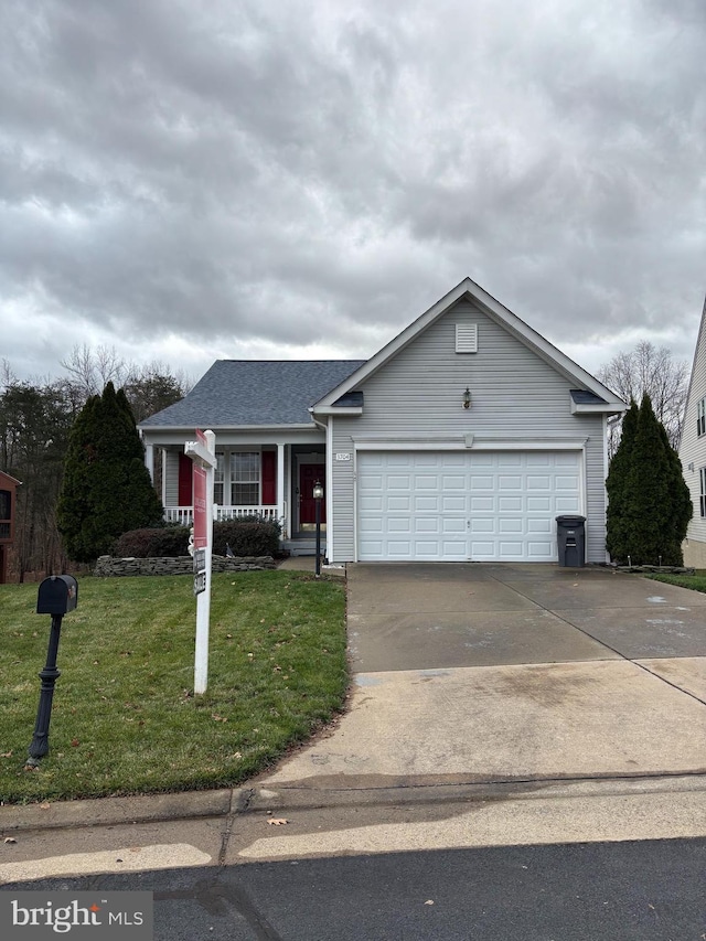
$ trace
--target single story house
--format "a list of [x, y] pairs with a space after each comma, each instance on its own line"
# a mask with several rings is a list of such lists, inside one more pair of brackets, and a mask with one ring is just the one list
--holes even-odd
[[706, 568], [706, 302], [686, 396], [680, 460], [694, 506], [684, 542], [684, 564]]
[[191, 520], [194, 429], [216, 435], [217, 518], [279, 520], [331, 563], [556, 562], [586, 516], [606, 562], [607, 419], [624, 403], [469, 278], [367, 361], [216, 362], [140, 424], [168, 520]]

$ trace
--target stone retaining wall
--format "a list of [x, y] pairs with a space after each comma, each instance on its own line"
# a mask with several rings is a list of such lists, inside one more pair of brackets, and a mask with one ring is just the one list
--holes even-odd
[[[275, 568], [271, 556], [244, 556], [242, 558], [212, 557], [212, 571], [261, 571]], [[99, 578], [120, 578], [127, 575], [193, 575], [191, 556], [178, 558], [113, 558], [99, 556], [93, 573]]]

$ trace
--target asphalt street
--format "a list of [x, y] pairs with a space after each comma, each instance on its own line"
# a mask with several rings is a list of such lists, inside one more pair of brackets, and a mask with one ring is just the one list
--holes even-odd
[[706, 840], [482, 847], [41, 879], [151, 890], [154, 941], [700, 941]]

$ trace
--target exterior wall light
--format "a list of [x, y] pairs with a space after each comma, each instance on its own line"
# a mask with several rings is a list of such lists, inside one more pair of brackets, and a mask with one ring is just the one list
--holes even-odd
[[318, 480], [313, 485], [313, 499], [317, 502], [317, 559], [315, 559], [315, 577], [321, 575], [321, 501], [323, 500], [323, 484]]

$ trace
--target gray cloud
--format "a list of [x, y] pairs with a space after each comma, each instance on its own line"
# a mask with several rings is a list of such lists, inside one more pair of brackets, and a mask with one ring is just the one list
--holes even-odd
[[7, 0], [0, 355], [364, 356], [470, 275], [589, 367], [691, 357], [703, 4], [378, 7]]

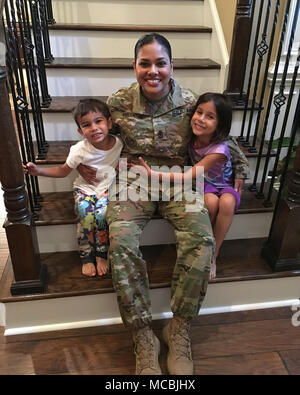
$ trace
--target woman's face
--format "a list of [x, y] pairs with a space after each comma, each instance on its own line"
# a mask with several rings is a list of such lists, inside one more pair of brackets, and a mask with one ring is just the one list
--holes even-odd
[[159, 100], [169, 92], [169, 81], [173, 72], [167, 50], [158, 42], [144, 45], [133, 62], [136, 79], [143, 94]]

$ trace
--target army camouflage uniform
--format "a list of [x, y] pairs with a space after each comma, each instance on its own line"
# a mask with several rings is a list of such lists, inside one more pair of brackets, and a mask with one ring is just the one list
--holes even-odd
[[[171, 80], [171, 90], [160, 102], [150, 103], [138, 83], [120, 89], [108, 99], [113, 122], [124, 143], [122, 158], [139, 164], [138, 157], [150, 165], [183, 167], [191, 138], [190, 115], [196, 96]], [[129, 184], [129, 182], [128, 182]], [[186, 200], [109, 201], [109, 260], [126, 326], [142, 328], [151, 323], [151, 303], [146, 263], [139, 250], [141, 233], [155, 212], [174, 227], [177, 261], [171, 285], [172, 312], [184, 319], [198, 315], [206, 294], [214, 237], [207, 213], [202, 207], [186, 211]]]

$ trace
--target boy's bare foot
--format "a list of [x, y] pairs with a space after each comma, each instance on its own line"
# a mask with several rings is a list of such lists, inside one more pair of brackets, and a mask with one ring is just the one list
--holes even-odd
[[210, 264], [209, 279], [210, 280], [214, 279], [216, 275], [217, 275], [217, 265], [216, 265], [216, 260], [213, 259]]
[[108, 272], [107, 260], [96, 256], [97, 272], [99, 276], [104, 276]]
[[95, 265], [92, 262], [84, 263], [81, 272], [87, 277], [95, 277], [97, 274]]

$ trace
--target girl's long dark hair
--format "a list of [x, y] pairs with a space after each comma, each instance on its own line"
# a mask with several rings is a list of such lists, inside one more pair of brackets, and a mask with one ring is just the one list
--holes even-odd
[[224, 140], [230, 133], [232, 121], [232, 106], [228, 98], [222, 93], [207, 92], [199, 96], [195, 104], [193, 114], [197, 110], [199, 104], [212, 101], [216, 107], [218, 126], [214, 132], [211, 143], [218, 144]]

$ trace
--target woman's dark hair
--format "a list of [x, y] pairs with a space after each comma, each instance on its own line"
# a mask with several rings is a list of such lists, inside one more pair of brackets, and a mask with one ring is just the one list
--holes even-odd
[[230, 133], [232, 121], [232, 106], [228, 98], [222, 93], [207, 92], [199, 96], [193, 114], [202, 103], [212, 101], [216, 107], [218, 126], [211, 139], [212, 143], [224, 141]]
[[106, 103], [98, 99], [82, 99], [74, 108], [73, 116], [77, 126], [80, 128], [78, 118], [83, 117], [89, 112], [101, 112], [106, 119], [110, 118], [110, 111]]
[[161, 34], [158, 33], [148, 33], [142, 36], [137, 43], [135, 44], [134, 47], [134, 60], [136, 62], [136, 59], [138, 57], [138, 53], [140, 52], [140, 49], [147, 44], [152, 44], [153, 42], [158, 42], [160, 45], [162, 45], [165, 50], [167, 51], [170, 61], [172, 60], [172, 50], [171, 50], [171, 45], [169, 41], [162, 36]]

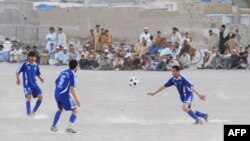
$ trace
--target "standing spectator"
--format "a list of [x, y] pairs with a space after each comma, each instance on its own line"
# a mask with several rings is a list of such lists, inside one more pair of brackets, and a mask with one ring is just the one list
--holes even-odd
[[240, 33], [239, 33], [239, 29], [236, 29], [236, 30], [235, 30], [235, 35], [236, 35], [236, 39], [237, 39], [237, 41], [238, 41], [238, 43], [239, 43], [239, 45], [240, 45], [241, 35], [240, 35]]
[[156, 42], [158, 47], [160, 47], [160, 48], [162, 47], [163, 42], [164, 42], [164, 38], [161, 36], [161, 31], [157, 31], [155, 42]]
[[36, 63], [40, 64], [40, 53], [37, 50], [37, 46], [33, 46], [33, 51], [36, 53]]
[[176, 42], [181, 43], [181, 34], [179, 33], [178, 28], [173, 27], [173, 32], [171, 34], [171, 43], [174, 45]]
[[224, 69], [223, 56], [221, 56], [219, 50], [216, 51], [216, 54], [215, 54], [211, 64], [212, 64], [213, 69]]
[[180, 55], [182, 55], [183, 53], [188, 53], [189, 55], [191, 55], [191, 49], [192, 48], [191, 48], [190, 44], [188, 43], [188, 41], [184, 40], [183, 47], [180, 51]]
[[129, 56], [125, 58], [122, 70], [133, 70], [133, 59]]
[[49, 29], [49, 33], [46, 35], [46, 49], [49, 50], [50, 43], [56, 45], [56, 33], [54, 27]]
[[141, 35], [140, 35], [140, 43], [143, 42], [143, 38], [144, 38], [144, 40], [148, 41], [149, 37], [150, 37], [149, 28], [144, 27], [144, 32], [141, 33]]
[[67, 37], [63, 33], [63, 29], [60, 27], [58, 29], [58, 34], [57, 34], [57, 46], [66, 47], [67, 46], [66, 40], [67, 40]]
[[94, 70], [98, 67], [98, 63], [95, 60], [94, 55], [92, 55], [92, 54], [89, 55], [89, 57], [88, 57], [87, 67], [89, 70]]
[[225, 52], [225, 43], [229, 40], [229, 33], [228, 30], [226, 29], [226, 26], [223, 24], [221, 25], [220, 28], [220, 41], [219, 41], [219, 48], [220, 48], [220, 53], [224, 54]]
[[96, 30], [94, 31], [95, 51], [100, 50], [100, 36], [101, 36], [100, 25], [96, 25]]
[[202, 64], [197, 67], [197, 69], [209, 69], [213, 56], [209, 50], [204, 50], [204, 56], [202, 58]]
[[232, 34], [231, 39], [225, 43], [225, 46], [228, 48], [230, 53], [232, 53], [234, 49], [237, 50], [238, 53], [240, 52], [236, 34]]
[[191, 65], [190, 55], [188, 53], [183, 53], [180, 58], [180, 65], [183, 68], [189, 68]]
[[212, 51], [213, 47], [218, 48], [218, 35], [214, 33], [212, 30], [208, 31], [209, 37], [207, 39], [208, 50]]
[[106, 33], [106, 36], [107, 36], [107, 41], [106, 41], [107, 46], [112, 45], [112, 43], [113, 43], [112, 34], [107, 29], [105, 30], [105, 33]]
[[81, 59], [79, 60], [79, 66], [81, 70], [86, 70], [88, 68], [88, 60], [84, 55], [82, 55]]
[[8, 53], [3, 49], [3, 45], [0, 45], [0, 62], [7, 62], [8, 60]]
[[87, 41], [87, 44], [89, 44], [91, 47], [94, 46], [95, 44], [95, 34], [94, 34], [94, 30], [93, 29], [90, 29], [89, 30], [89, 37], [88, 37], [88, 41]]
[[112, 64], [108, 61], [108, 57], [105, 55], [101, 56], [101, 61], [98, 70], [112, 70]]
[[73, 44], [69, 45], [69, 61], [70, 60], [76, 60], [78, 56], [78, 53], [76, 51], [76, 48], [74, 47]]
[[5, 41], [3, 42], [3, 49], [6, 52], [9, 52], [11, 50], [11, 46], [13, 44], [10, 42], [9, 38], [6, 38]]
[[140, 59], [140, 56], [139, 54], [136, 54], [135, 57], [134, 57], [134, 60], [133, 60], [133, 68], [138, 70], [138, 69], [141, 69], [141, 59]]
[[16, 46], [12, 45], [10, 50], [10, 63], [16, 63], [15, 53], [16, 53]]
[[49, 64], [49, 51], [47, 49], [44, 49], [40, 55], [40, 64], [41, 65]]

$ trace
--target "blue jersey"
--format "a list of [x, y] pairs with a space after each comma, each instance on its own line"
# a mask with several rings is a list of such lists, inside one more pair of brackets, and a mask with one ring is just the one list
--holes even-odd
[[23, 86], [24, 87], [36, 87], [36, 76], [40, 76], [40, 69], [37, 63], [29, 63], [24, 61], [17, 69], [17, 74], [23, 73]]
[[55, 95], [69, 97], [70, 87], [76, 87], [76, 75], [71, 69], [65, 70], [60, 73], [56, 81]]
[[164, 84], [165, 87], [170, 87], [173, 85], [175, 85], [175, 87], [177, 88], [180, 94], [181, 100], [183, 100], [186, 95], [193, 94], [191, 90], [191, 87], [193, 86], [193, 84], [189, 82], [183, 76], [180, 76], [178, 79], [176, 79], [175, 77], [172, 77]]

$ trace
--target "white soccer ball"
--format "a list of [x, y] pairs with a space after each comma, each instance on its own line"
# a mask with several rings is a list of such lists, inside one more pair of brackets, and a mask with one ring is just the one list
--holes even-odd
[[129, 80], [128, 80], [128, 84], [129, 86], [131, 87], [135, 87], [136, 85], [138, 85], [139, 83], [139, 79], [137, 77], [130, 77]]

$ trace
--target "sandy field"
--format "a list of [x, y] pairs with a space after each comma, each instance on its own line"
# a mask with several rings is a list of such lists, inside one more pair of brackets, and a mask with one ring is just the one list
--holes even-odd
[[[59, 131], [53, 133], [54, 80], [67, 66], [40, 66], [44, 101], [34, 117], [26, 116], [23, 88], [15, 84], [18, 66], [0, 63], [1, 141], [223, 141], [224, 124], [250, 124], [249, 70], [182, 71], [208, 97], [204, 102], [195, 96], [193, 101], [195, 109], [210, 115], [203, 125], [193, 125], [182, 111], [175, 87], [146, 95], [163, 85], [171, 72], [79, 70], [77, 133], [65, 133], [70, 112], [62, 114]], [[128, 85], [131, 76], [140, 79], [137, 87]]]

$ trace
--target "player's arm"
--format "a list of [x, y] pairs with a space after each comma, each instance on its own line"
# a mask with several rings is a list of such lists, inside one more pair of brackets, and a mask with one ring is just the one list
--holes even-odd
[[38, 75], [37, 77], [39, 78], [39, 80], [40, 80], [42, 83], [44, 82], [44, 80], [43, 80], [43, 78], [41, 77], [41, 75]]
[[206, 95], [202, 95], [200, 92], [198, 92], [194, 86], [191, 87], [191, 90], [201, 99], [201, 100], [206, 100]]
[[78, 96], [76, 95], [75, 87], [70, 87], [70, 92], [71, 92], [73, 98], [74, 98], [75, 101], [76, 101], [76, 105], [77, 105], [78, 107], [80, 107], [80, 100], [78, 99]]
[[40, 68], [39, 68], [39, 66], [37, 67], [37, 77], [39, 78], [39, 80], [43, 83], [44, 82], [44, 80], [43, 80], [43, 78], [42, 78], [42, 76], [41, 76], [41, 72], [40, 72]]
[[148, 93], [148, 95], [151, 95], [151, 96], [153, 96], [153, 95], [156, 95], [157, 93], [159, 93], [159, 92], [161, 92], [162, 90], [164, 90], [166, 87], [165, 86], [161, 86], [158, 90], [156, 90], [155, 92], [153, 92], [153, 93]]
[[20, 85], [20, 82], [21, 82], [21, 80], [20, 80], [20, 77], [19, 77], [19, 73], [16, 73], [16, 84]]

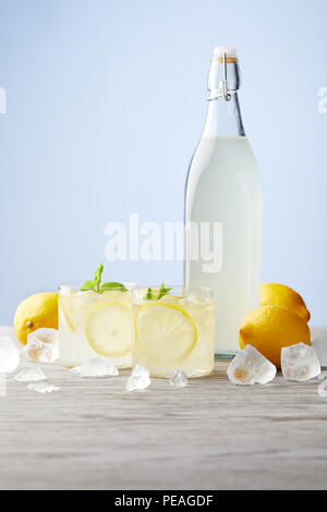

_ _ _ _

● **Aim**
Identify and copy each line in the rows above that contains the string "dark". Case counts.

● **Solution to the problem**
--target girl's long dark hair
--target woman's dark hair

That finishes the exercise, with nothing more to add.